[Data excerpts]
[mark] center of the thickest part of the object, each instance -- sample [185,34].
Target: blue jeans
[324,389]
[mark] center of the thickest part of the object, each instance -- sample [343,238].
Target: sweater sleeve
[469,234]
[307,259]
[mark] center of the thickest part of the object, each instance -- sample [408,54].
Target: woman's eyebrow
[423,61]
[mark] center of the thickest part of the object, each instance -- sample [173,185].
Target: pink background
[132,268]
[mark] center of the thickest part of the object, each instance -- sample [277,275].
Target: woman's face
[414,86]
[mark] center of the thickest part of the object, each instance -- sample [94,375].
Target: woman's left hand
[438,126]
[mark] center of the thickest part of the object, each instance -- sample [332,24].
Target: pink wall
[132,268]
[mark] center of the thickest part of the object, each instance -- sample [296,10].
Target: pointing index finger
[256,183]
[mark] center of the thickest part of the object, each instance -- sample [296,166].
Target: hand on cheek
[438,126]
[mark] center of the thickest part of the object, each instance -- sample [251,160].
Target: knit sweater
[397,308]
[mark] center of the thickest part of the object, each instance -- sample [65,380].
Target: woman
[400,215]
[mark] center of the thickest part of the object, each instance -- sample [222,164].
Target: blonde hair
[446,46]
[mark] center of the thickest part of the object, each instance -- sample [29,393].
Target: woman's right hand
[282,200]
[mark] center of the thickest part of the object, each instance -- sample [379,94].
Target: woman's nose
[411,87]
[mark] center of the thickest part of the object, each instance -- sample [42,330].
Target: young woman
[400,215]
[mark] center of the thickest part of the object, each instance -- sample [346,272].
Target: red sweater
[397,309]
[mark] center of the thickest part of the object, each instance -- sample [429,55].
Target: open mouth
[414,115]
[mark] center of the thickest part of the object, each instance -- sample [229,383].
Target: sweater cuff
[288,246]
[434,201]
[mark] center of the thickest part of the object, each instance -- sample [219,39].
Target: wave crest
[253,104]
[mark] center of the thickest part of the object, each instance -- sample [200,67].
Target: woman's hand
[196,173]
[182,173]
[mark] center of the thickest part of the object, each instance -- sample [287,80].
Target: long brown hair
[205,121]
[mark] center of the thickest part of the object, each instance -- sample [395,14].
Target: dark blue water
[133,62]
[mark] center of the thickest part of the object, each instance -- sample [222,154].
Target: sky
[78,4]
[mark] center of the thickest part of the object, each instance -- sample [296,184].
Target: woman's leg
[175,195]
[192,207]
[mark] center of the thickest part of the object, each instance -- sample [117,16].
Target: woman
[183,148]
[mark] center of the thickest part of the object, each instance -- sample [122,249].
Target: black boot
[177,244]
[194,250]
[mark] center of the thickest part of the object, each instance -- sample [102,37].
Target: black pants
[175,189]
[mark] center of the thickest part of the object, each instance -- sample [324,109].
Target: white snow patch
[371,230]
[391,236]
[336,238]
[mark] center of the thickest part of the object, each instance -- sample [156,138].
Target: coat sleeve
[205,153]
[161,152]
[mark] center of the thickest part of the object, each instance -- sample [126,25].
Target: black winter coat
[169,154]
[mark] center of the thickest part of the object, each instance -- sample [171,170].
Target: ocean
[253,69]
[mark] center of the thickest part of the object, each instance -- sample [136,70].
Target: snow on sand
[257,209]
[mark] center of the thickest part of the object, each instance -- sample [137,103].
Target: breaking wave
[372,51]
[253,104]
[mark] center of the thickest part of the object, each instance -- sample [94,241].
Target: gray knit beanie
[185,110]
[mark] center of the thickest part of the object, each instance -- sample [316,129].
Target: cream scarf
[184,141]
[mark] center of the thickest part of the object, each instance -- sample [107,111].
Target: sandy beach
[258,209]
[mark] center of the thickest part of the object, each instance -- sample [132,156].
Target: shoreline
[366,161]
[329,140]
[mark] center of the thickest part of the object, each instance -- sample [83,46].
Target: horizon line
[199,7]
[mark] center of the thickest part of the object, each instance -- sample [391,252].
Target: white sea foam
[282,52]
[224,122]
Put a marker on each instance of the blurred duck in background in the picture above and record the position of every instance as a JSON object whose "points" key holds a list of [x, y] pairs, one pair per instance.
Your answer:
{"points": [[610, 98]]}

[WORK ORDER] Set down the data exactly.

[FINAL ANSWER]
[mark] center of the thickest part of the object, each instance -- sample [185,34].
Target: blue jeans
[324,389]
[mark] center of the thickest part of the object, each instance -- sample [343,238].
Target: sweater sleeve
[469,234]
[307,259]
[mark] center of the thickest part of the object, each instance -- sample [408,54].
Target: woman's eyebrow
[423,61]
[mark] center of the thickest part of the object, each instance -- sample [173,185].
Target: pink background
[132,268]
[mark] center of the thickest part of the object, each instance -- sample [277,275].
Target: woman's face
[414,86]
[mark] center of the thickest part of the object, each instance -- sample [94,375].
Target: woman's left hand
[438,126]
[mark] center of the thickest part of the object, each instance -- sample [332,24].
Target: pink wall
[132,268]
[mark] center of the thickest part of the object, each instance -- sample [296,10].
Target: pointing index finger
[256,183]
[mark] center of the thickest part of the object, each instance -- sample [296,166].
Target: hand on cheek
[438,126]
[mark] center of the thickest part of the object, each instance -- sample [251,160].
Target: knit sweater
[397,308]
[mark] center of the thickest part of the object, each instance -- sample [65,380].
Target: woman
[400,215]
[mark] center of the thickest part of the object, each instance -- sample [222,164].
Target: blonde hair
[446,46]
[mark] center of the thickest part of the object, each instance -- sample [29,393].
Target: woman's right hand
[282,200]
[mark] center of the thickest part of the object, each instance -- sample [379,94].
Target: woman's nose
[411,87]
[mark] center of the thickest part of the object, each instance -- sample [42,330].
Target: young woman
[400,215]
[mark] center of the thickest part of the object, each instance -- sample [346,272].
Target: red sweater
[397,309]
[mark] center of the thickest part of the object, each instance -- sample [429,55].
Target: open mouth
[414,115]
[mark] center of the thickest part of the object, each instance -- sample [229,383].
Target: sweater cuff
[288,246]
[434,201]
[mark] center of the thickest part of the object, each instance -- sample [219,39].
Target: wave crest
[253,104]
[mark] center of the thickest part of the object, each instance -- sample [200,67].
Target: woman's hand
[196,173]
[182,173]
[mark] center of the thickest part of the object, each instance -- sample [287,80].
Target: long brown hair
[205,121]
[mark] center of the thickest part of the object, each instance -- sample [395,14].
Target: dark blue water
[133,62]
[mark] center of the thickest part of the object, each instance -- sample [222,154].
Target: sky
[78,4]
[mark] center of the thickest part of the object, each instance -- sample [296,184].
Target: woman's leg
[175,195]
[192,207]
[mark] center of the thickest part of the object, each instance -- sample [117,16].
Target: woman
[183,148]
[mark] center of the thickest part of the object, each instance -- sample [122,249].
Target: black boot
[177,244]
[194,250]
[mark] center of the thickest part of the object, each instance -- sample [102,37].
Target: black pants
[175,189]
[mark] center of the thickest part of the object, each instance -- sample [324,109].
Target: white snow patch
[371,230]
[391,236]
[336,238]
[mark] center of the thickest part of the object, each instance -- sample [156,138].
Target: coat sleeve
[205,153]
[161,152]
[mark] center of the thickest part of the object, each instance -- sample [126,25].
Target: black winter coat
[169,154]
[mark] center of the thickest part of the object, each instance -- sample [171,170].
Target: ocean
[253,69]
[mark] center of the thickest part of the object, each instance -- sample [136,70].
Target: snow on sand
[257,209]
[mark] center of the thickest part of the object, each instance -- sample [137,103].
Target: breaking wave
[372,51]
[253,104]
[mark] center of the thickest part of the object, each instance -- sample [94,241].
Target: gray knit beanie
[185,110]
[mark] center of the thickest part of the object, each instance -- sample [316,129].
Target: cream scarf
[184,141]
[mark] center of the thickest part of the object, each instance -- sample [107,111].
Target: sandy beach
[258,209]
[mark] center of the thickest part of the object, each instance -- sample [132,156].
Target: shoreline
[366,161]
[329,140]
[mark] center of the thickest part of the object, each instance -- sample [83,46].
Target: horizon line
[199,7]
[mark] center of the thickest part of the object, each instance -- sample [391,252].
Target: white sea foam
[282,52]
[224,122]
Put a marker on each instance of the blurred duck in background in the picture above and record the position of every instance as a JSON object whose "points" key holds a list of [x, y] pairs, one pair per instance.
Your answer:
{"points": [[610, 98]]}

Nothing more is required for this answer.